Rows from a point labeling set
⁂

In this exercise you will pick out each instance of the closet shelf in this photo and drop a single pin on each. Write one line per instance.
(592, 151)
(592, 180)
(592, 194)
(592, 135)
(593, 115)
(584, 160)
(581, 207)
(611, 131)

⁂

◆ **Exercise requirements**
Reproduce every one of the rows above without any changes.

◆ **Response to the task**
In this exercise you will pick out each instance of the closet shelf in this photo and drop a single pin on each. Write one line per instance.
(592, 151)
(592, 180)
(592, 194)
(592, 135)
(593, 115)
(584, 160)
(581, 207)
(611, 131)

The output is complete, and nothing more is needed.